Turn every line of the records below into a JSON list of strings, one string per line, skipping blank lines. Leave out the pictures.

[Records from a data collection]
__________________________________________________

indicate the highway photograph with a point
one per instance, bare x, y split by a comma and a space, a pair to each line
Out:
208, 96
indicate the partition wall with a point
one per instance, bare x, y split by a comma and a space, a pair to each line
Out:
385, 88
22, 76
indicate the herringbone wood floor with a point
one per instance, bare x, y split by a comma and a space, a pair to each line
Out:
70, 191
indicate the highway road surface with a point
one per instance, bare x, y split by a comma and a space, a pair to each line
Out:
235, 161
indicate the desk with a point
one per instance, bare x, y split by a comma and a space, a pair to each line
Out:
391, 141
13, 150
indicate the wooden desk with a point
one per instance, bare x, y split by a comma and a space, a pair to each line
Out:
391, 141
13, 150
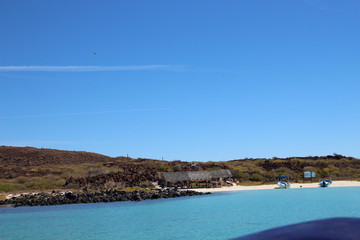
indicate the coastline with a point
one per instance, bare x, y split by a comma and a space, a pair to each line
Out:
272, 186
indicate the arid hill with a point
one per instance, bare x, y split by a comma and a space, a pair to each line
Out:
29, 156
27, 168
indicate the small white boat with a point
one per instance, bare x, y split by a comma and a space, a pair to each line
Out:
283, 184
325, 183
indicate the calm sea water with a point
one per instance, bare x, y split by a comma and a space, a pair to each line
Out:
217, 216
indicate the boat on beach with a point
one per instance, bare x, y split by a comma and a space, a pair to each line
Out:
283, 184
325, 183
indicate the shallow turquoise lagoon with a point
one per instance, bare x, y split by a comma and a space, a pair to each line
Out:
216, 216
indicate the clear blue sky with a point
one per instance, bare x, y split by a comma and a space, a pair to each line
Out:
189, 80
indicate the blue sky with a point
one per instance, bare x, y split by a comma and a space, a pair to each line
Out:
188, 80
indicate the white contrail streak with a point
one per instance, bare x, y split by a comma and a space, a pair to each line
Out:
89, 68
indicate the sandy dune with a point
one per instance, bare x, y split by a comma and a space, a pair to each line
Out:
293, 185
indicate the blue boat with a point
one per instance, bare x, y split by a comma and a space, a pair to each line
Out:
325, 183
283, 184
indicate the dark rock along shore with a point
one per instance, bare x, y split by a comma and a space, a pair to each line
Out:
110, 195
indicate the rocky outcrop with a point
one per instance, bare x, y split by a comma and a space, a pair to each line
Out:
110, 195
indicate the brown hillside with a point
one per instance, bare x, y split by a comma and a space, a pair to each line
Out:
29, 156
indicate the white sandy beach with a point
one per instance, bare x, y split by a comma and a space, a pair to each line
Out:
293, 185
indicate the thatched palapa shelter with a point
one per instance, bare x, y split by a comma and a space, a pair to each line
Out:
186, 178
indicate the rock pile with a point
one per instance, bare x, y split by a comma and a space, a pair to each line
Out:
110, 195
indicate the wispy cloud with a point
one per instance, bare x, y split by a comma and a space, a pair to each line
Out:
79, 113
90, 68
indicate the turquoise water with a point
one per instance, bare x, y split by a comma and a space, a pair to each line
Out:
216, 216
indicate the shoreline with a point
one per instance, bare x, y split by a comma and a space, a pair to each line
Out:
273, 186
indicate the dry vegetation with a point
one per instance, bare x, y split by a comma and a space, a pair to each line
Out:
24, 169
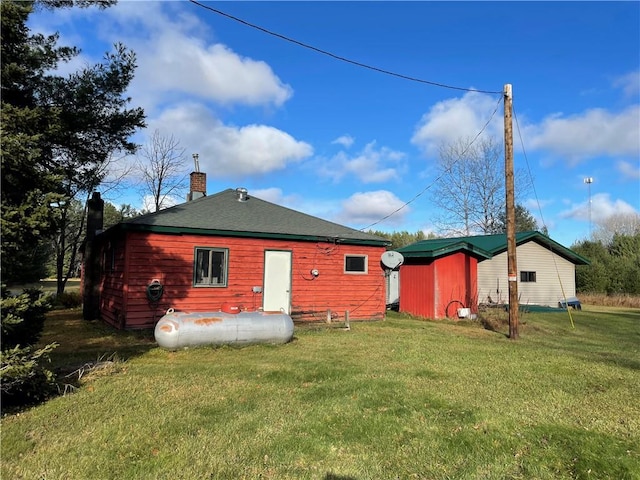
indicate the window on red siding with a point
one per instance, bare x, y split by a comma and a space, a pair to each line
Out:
210, 267
355, 264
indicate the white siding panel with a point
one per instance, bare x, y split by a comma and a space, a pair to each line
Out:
554, 275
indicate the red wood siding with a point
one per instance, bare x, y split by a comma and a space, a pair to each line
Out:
170, 259
456, 284
416, 289
428, 287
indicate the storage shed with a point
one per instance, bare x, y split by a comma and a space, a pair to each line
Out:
440, 275
231, 248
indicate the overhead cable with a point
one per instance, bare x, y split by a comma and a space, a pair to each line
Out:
333, 55
444, 172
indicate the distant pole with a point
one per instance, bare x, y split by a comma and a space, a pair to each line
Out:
512, 267
589, 181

__________________________________________________

# [Solution to this problem]
[
  "indicate the highway photograph with a point",
  "one per instance, bare x, y split by a comma and a space, a pair to each line",
  "Out:",
  "208, 96",
  "indicate the partition wall with a point",
  "one per instance, bare x, y split by a comma and a space, a pair to each line",
  "Out:",
  "385, 88",
  "22, 76",
  "indicate the herringbone wood floor with a point",
  "one per instance, bare x, y split by a comma and a space, a pair to each line",
  "Out:",
  "70, 191",
  "indicate the highway road surface with a point",
  "one per instance, bare x, y split by a comma and a space, a pair to each line",
  "Out:",
  "235, 161",
  "indicate the desk with a point",
  "one per instance, bare x, y split by a comma and a space, a pair to each line",
  "Out:",
  "391, 141",
  "13, 150",
  "indicate the wooden desk with a point",
  "one per instance, bare x, y split by a comma and a space, a pair to each line",
  "Out:",
  "391, 141",
  "13, 150",
  "indicate the coastline with a point",
  "one per instance, bare x, y split by a comma and a space, a pair to each line",
  "Out:",
  "272, 186",
  "indicate the arid hill with a point",
  "one per instance, bare x, y split by a comma and a space, a pair to each line",
  "Out:",
  "29, 156",
  "27, 168",
  "indicate the small white boat with a point",
  "one per instance, bare x, y split by a comma and a space, a pair to each line",
  "Out:",
  "283, 184",
  "325, 183",
  "indicate the calm sea water with a point",
  "one per instance, bare x, y split by a comma and a space, a pair to each line",
  "Out:",
  "217, 216",
  "indicate the boat on beach with a point",
  "one per instance, bare x, y split by a comma and a space, a pair to each line",
  "Out:",
  "283, 184",
  "325, 183",
  "indicate the shallow turquoise lagoon with a point",
  "one per instance, bare x, y split by a comma and a space, a pair to each line",
  "Out:",
  "216, 216",
  "indicate the clear blue sky with a point",
  "one per instance, bare x, y split by a comma and a space, a pair to each line",
  "Out:",
  "189, 80",
  "indicate the blue sky with a point",
  "one per instance, bare x, y split by a comma and a space, a pair to each line",
  "Out:",
  "188, 80",
  "indicate the white contrail streak with a point",
  "one per instance, bare x, y split by a comma and a space, a pair to each line",
  "Out:",
  "89, 68",
  "indicate the sandy dune with a point",
  "one per instance, bare x, y split by a comma and a space, a pair to each line",
  "Out:",
  "293, 185",
  "indicate the blue boat with a point",
  "one per instance, bare x, y split by a comma and a space, a pair to each line",
  "Out:",
  "325, 183",
  "283, 184",
  "indicate the dark rock along shore with a point",
  "one per instance, bare x, y split by a comma and a space, a pair to each line",
  "Out:",
  "110, 195",
  "indicate the rocky outcrop with a point",
  "one per instance, bare x, y split by a comma and a space, a pair to each line",
  "Out:",
  "110, 195",
  "indicate the brown hillside with a point",
  "one per instance, bare x, y split by a comma and a space, a pair to each line",
  "Out:",
  "29, 156",
  "indicate the white sandy beach with a point",
  "one per instance, bare x, y split by a comma and a space, a pair to each line",
  "Out:",
  "293, 185",
  "indicate the thatched palapa shelter with a point",
  "one per instance, bare x, y split by a comma and a space, a pair to each line",
  "Out:",
  "186, 178",
  "indicate the rock pile with a point",
  "one per instance, bare x, y split by a comma and a space, a pair to each line",
  "Out:",
  "110, 195",
  "indicate the wispy cloud with a point",
  "one per instance, bare x, y split by a comma and a space, a pair to each line",
  "Out:",
  "79, 113",
  "90, 68",
  "indicate the turquoise water with a point",
  "one per instance, bare x, y split by a comma and a space, a pair to each line",
  "Out:",
  "216, 216",
  "indicate the shoreline with a point",
  "one per instance, bare x, y split by a comma and a space, a pair to each line",
  "Out:",
  "273, 186",
  "indicate the dry vegetation with a point",
  "one per instance, bare x, y split by a comma and a space, a pair to each line",
  "Out:",
  "24, 169",
  "indicate the window on red siding with a point",
  "one per instance, bare x, y split by a comma and a space, a pair to each line",
  "Out:",
  "210, 267",
  "355, 264",
  "indicate the white siding panel with a point",
  "one per instance, bare x, y split by a comma and a space, a pair to each line",
  "Out:",
  "554, 275",
  "indicate the red wood siding with a point",
  "one per instance, bare x, y split by a comma and a space, a pair to each line",
  "Out:",
  "170, 259",
  "456, 284",
  "416, 289",
  "428, 287",
  "indicate the storage shed with a point",
  "one per instance, bare x, y split by a comma and a space, a pair to each line",
  "Out:",
  "440, 275",
  "231, 248",
  "indicate the overhead cable with a point",
  "one per instance, bare x, y split by a comma and a space, a pair to each line",
  "Out:",
  "333, 55",
  "444, 172",
  "indicate the distant pole with a point",
  "one per instance, bare x, y split by a comma and a space, a pair to each line",
  "Out:",
  "512, 267",
  "589, 181"
]